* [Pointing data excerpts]
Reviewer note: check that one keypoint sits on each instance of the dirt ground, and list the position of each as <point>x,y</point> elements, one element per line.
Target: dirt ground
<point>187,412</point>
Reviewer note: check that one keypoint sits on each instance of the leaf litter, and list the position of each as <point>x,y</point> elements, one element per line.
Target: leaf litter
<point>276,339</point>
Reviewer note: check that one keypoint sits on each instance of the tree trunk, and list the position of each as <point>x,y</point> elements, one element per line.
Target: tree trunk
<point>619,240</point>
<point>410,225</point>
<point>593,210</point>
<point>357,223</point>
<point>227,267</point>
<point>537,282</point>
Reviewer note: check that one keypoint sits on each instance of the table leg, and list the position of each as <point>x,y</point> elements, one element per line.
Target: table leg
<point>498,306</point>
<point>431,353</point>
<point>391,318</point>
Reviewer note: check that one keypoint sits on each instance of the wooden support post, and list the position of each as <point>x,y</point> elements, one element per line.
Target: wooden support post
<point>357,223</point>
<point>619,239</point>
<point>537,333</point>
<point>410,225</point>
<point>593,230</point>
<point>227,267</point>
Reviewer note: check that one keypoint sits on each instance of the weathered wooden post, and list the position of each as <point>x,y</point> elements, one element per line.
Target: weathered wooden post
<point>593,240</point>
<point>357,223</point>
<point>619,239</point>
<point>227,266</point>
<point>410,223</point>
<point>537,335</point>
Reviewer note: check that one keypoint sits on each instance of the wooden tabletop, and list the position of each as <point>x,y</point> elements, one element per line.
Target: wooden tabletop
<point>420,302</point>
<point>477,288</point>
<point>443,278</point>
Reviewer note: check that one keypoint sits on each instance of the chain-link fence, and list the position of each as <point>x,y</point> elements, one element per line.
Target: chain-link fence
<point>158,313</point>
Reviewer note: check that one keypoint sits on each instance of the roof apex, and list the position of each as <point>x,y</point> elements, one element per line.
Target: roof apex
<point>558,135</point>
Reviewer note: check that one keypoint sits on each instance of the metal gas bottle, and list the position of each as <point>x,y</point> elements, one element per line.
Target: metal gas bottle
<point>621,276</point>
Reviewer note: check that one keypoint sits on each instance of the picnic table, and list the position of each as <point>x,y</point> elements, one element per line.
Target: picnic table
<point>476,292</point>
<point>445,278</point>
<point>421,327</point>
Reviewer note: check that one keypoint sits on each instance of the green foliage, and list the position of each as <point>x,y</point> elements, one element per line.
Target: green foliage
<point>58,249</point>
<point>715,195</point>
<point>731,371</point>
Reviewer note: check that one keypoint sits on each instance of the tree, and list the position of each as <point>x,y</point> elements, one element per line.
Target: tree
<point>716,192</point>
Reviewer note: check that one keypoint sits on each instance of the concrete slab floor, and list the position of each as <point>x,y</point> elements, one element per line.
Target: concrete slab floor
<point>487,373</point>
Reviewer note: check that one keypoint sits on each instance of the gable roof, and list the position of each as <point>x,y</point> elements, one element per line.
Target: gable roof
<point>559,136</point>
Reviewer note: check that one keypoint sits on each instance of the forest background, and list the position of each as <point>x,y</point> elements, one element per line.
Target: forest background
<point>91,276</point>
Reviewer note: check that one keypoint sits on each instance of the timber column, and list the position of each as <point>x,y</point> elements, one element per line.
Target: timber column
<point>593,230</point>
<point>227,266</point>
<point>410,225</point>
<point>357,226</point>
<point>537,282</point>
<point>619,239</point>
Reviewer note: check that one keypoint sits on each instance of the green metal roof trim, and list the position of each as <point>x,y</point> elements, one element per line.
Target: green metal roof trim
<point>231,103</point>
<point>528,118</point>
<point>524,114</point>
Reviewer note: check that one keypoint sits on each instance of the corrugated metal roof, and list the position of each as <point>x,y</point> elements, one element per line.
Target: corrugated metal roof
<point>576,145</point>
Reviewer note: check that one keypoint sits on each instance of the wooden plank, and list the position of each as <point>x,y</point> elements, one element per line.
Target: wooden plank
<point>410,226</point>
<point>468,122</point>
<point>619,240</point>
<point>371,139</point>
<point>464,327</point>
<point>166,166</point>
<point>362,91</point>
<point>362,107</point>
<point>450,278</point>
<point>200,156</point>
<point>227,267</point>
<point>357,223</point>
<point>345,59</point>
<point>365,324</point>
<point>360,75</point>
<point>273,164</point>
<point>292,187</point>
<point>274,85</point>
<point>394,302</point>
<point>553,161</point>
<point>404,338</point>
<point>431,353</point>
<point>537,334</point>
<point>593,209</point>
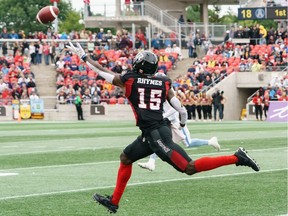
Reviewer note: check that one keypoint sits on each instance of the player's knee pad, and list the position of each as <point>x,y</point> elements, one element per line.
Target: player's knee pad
<point>124,159</point>
<point>190,168</point>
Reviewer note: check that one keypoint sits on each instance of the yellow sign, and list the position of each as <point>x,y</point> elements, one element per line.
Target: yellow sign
<point>25,109</point>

* [Instructions to follow]
Convert all the items above into a JSON list of strings, one string per line, with blank lines skipped. Leave the pictures out.

* [Output for this exercise]
[
  "Reviewer note: check that one keypoint sits on each instance of the dirt ground, and list the position of each as <point>x,y</point> elements, one element per line.",
  "Target: dirt ground",
  "<point>187,412</point>",
  "Reviewer note: check that one keypoint sits on each instance of the leaf litter, and list the position of each as <point>x,y</point> elements, one element per line.",
  "Target: leaf litter",
  "<point>276,339</point>",
  "Reviewer note: check that one keypoint sits on each instance of the tree trunk, and list the position of each as <point>x,y</point> elements, one element per line.",
  "Target: tree trunk",
  "<point>619,240</point>",
  "<point>410,225</point>",
  "<point>593,210</point>",
  "<point>357,223</point>",
  "<point>227,267</point>",
  "<point>537,282</point>",
  "Reviewer note: check that one keypoint sits on each instance of the table leg, and list the position of each as <point>x,y</point> elements, one element per line.",
  "Target: table leg",
  "<point>498,306</point>",
  "<point>431,353</point>",
  "<point>391,318</point>",
  "Reviewer note: check that one keypoint sits on each instance of the wooden support post, and list the position of each as <point>x,y</point> elements, one element per line.",
  "Target: wooden support post",
  "<point>357,223</point>",
  "<point>619,239</point>",
  "<point>537,333</point>",
  "<point>410,225</point>",
  "<point>593,230</point>",
  "<point>227,267</point>",
  "Reviewer note: check that one keypoint sits on each instance of the weathered wooden post, and list the position of each as <point>x,y</point> elements, one element per line.",
  "Target: weathered wooden post",
  "<point>593,240</point>",
  "<point>357,223</point>",
  "<point>619,239</point>",
  "<point>227,266</point>",
  "<point>410,223</point>",
  "<point>537,335</point>",
  "Reviewer note: check that one keypoint sits on each instance of the wooden tabletop, and list the position of each as <point>x,y</point> elements, one element per line.",
  "Target: wooden tabletop",
  "<point>420,302</point>",
  "<point>477,288</point>",
  "<point>443,278</point>",
  "Reviewer note: check that one keypoint sits on each instance of the chain-link fence, and list the position of each as <point>x,y</point> elements, one element per line.",
  "Target: chain-link fence",
  "<point>158,313</point>",
  "Reviewer note: check that one keypoint sits on each instance of the roof apex, and list the position of each as <point>x,y</point> elements, one element per line.",
  "Target: roof apex",
  "<point>558,135</point>",
  "Reviewer note: check that one keypoint sits on each instance of the metal gas bottle, and list the position of each as <point>x,y</point> elements, one element per line.",
  "Target: metal gas bottle",
  "<point>621,276</point>",
  "Reviewer note: check that one keypoint sits on each instance of the picnic table, and list the position of each as <point>x,y</point> elements, one element per line.",
  "Target: picnic table",
  "<point>476,292</point>",
  "<point>445,278</point>",
  "<point>421,327</point>",
  "Reviewer note: check that one keypoint sits on each instance of the green foliage, and list the position of each as <point>x,y</point> elements, one element per line.",
  "Target: green foliage",
  "<point>58,249</point>",
  "<point>715,195</point>",
  "<point>731,371</point>",
  "Reviewer note: check that one keypoint sits on each instance of the tree, and list the position of each as <point>x,y</point> elements, one element per line.",
  "Target: tree",
  "<point>716,192</point>",
  "Reviewer note: check that one keypoint sits on each instance of the concrete slab floor, and list the position of each as <point>x,y</point> elements, one element per line.",
  "Target: concrete slab floor",
  "<point>487,373</point>",
  "Reviewer note: check that one keypoint sits on each instance of the gable roof, and list the position of each as <point>x,y</point> elements, one element per line.",
  "Target: gable roof",
  "<point>559,136</point>",
  "Reviewer note: check that one keypoint sits on each instance of the forest background, and list the position of each as <point>x,y</point> elements, one element per line.",
  "Target: forest background",
  "<point>91,276</point>",
  "Reviewer note: check that one keypoint sits on each instance of the timber column, and list the position of each as <point>x,y</point> elements, one element per line.",
  "Target: timber column",
  "<point>593,230</point>",
  "<point>227,266</point>",
  "<point>410,225</point>",
  "<point>357,226</point>",
  "<point>537,282</point>",
  "<point>619,239</point>",
  "Reviewer note: check that one keypoint sits on each instance of the green metal roof trim, and list the position of each as <point>x,y</point> elements, one element per line.",
  "Target: green metal roof trim",
  "<point>231,103</point>",
  "<point>528,118</point>",
  "<point>524,114</point>",
  "Reviewer note: check that one keypoint sits on each instance of the corrugated metal roof, and list the position of each as <point>x,y</point> elements, one element per line.",
  "Target: corrugated metal roof",
  "<point>576,145</point>",
  "Reviewer note: check that one keypoint sits on each instance of the wooden plank, and list the position of each as <point>x,y</point> elements, one element per line.",
  "Target: wooden plank",
  "<point>410,226</point>",
  "<point>468,122</point>",
  "<point>619,240</point>",
  "<point>371,139</point>",
  "<point>464,327</point>",
  "<point>166,166</point>",
  "<point>362,91</point>",
  "<point>362,107</point>",
  "<point>450,278</point>",
  "<point>200,156</point>",
  "<point>227,267</point>",
  "<point>357,223</point>",
  "<point>345,59</point>",
  "<point>365,324</point>",
  "<point>360,75</point>",
  "<point>273,164</point>",
  "<point>292,187</point>",
  "<point>274,85</point>",
  "<point>394,302</point>",
  "<point>553,161</point>",
  "<point>404,338</point>",
  "<point>431,353</point>",
  "<point>537,334</point>",
  "<point>593,209</point>",
  "Reviewer note: check that one keypoint sits on each instance of the player's knee pad, and list the position of each as <point>x,y</point> elements, one element per line.",
  "Target: player's knee pad",
  "<point>124,159</point>",
  "<point>190,168</point>",
  "Reviewer note: check that one keypoint sits on each instance of the yellow sign, and list the position of each as <point>x,y</point> elements, one element per line.",
  "Target: yellow sign",
  "<point>25,109</point>"
]